(Saved entries)
*** Begin section ***

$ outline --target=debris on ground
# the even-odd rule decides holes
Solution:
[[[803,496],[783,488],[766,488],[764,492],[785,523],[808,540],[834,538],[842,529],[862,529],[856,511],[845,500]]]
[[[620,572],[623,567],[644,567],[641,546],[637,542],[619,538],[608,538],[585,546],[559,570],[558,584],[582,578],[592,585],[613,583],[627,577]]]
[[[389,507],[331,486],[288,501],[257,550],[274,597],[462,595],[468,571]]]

*** End section ***

**Exercise:**
Word for word, write out the data.

**Solution:**
$ outline --target=debris on ground
# the even-odd rule decides holes
Solution:
[[[803,496],[783,488],[766,488],[764,492],[785,523],[808,540],[834,538],[842,529],[862,529],[856,511],[845,500]]]
[[[620,572],[623,567],[644,567],[641,546],[637,542],[619,538],[608,538],[585,546],[559,570],[558,584],[582,578],[592,585],[613,583],[627,577]]]
[[[389,507],[331,486],[288,501],[257,550],[274,597],[462,595],[468,571]]]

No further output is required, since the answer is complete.